Written instruction: State how many lines in the rows below contain the string "plain", with uppercase and lowercase treated as different. Give only the number.

[Records from a pointing dataset]
====================
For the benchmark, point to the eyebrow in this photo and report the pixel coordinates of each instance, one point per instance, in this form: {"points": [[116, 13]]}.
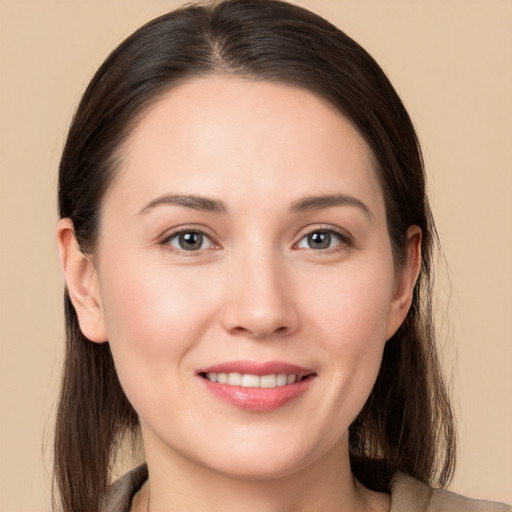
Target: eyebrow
{"points": [[305, 204], [189, 201], [312, 203]]}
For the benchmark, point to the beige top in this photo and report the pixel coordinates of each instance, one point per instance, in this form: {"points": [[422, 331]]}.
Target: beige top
{"points": [[407, 495]]}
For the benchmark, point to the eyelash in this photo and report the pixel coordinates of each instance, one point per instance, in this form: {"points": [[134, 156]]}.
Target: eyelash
{"points": [[343, 238]]}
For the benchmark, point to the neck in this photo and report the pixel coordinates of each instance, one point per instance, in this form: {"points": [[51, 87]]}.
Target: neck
{"points": [[180, 484]]}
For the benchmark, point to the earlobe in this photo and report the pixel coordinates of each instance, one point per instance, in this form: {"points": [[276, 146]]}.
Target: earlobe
{"points": [[82, 283], [406, 278]]}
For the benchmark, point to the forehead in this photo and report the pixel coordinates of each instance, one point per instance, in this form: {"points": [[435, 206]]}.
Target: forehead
{"points": [[224, 136]]}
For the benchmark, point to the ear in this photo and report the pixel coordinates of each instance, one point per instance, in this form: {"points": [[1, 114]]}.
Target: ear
{"points": [[82, 283], [407, 275]]}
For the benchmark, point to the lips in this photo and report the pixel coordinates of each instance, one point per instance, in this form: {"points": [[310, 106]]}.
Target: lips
{"points": [[254, 386]]}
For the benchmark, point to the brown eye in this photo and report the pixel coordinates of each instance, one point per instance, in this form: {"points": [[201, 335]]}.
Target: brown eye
{"points": [[321, 239]]}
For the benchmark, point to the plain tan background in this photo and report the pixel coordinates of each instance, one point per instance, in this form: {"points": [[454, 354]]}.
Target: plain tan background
{"points": [[449, 60]]}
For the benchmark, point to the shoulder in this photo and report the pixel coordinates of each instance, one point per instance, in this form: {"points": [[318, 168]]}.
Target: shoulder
{"points": [[408, 494], [119, 495]]}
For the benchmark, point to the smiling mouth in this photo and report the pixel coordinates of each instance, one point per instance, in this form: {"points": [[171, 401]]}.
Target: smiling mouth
{"points": [[247, 380]]}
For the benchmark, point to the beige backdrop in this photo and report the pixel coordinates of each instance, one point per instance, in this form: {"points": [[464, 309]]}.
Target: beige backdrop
{"points": [[450, 61]]}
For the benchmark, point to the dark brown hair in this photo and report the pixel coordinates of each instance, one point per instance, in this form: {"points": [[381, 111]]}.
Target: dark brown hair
{"points": [[406, 424]]}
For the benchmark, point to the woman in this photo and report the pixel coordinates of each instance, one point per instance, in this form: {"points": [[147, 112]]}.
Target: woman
{"points": [[247, 248]]}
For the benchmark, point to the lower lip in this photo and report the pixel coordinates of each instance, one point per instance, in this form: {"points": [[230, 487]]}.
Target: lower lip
{"points": [[258, 399]]}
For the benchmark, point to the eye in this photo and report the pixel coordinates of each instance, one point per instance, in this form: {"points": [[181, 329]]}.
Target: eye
{"points": [[321, 239], [189, 240]]}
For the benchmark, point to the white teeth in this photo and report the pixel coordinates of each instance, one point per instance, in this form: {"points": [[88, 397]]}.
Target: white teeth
{"points": [[250, 381], [291, 379], [253, 381], [235, 379], [268, 381]]}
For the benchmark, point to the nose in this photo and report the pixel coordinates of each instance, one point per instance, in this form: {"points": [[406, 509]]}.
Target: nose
{"points": [[260, 300]]}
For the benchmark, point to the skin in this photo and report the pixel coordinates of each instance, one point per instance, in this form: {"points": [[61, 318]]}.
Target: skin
{"points": [[256, 290]]}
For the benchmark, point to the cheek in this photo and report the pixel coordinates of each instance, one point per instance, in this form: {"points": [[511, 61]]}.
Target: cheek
{"points": [[153, 318], [351, 322]]}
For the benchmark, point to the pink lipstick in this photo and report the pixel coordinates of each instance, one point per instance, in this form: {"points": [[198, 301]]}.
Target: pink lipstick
{"points": [[254, 386]]}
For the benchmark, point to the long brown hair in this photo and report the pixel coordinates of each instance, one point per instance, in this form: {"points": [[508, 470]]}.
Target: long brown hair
{"points": [[407, 423]]}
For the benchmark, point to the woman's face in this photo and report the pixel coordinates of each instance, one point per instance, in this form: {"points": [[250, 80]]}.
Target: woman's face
{"points": [[245, 241]]}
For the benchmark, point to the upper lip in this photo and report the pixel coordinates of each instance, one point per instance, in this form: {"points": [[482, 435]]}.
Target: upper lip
{"points": [[256, 368]]}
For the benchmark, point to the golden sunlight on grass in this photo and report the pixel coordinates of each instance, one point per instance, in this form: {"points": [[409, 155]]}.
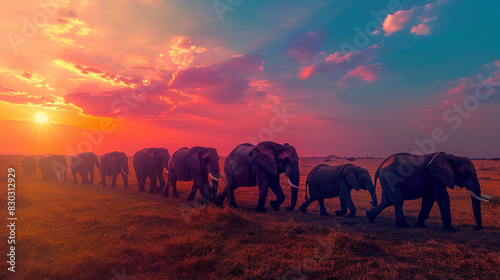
====================
Right answer: 2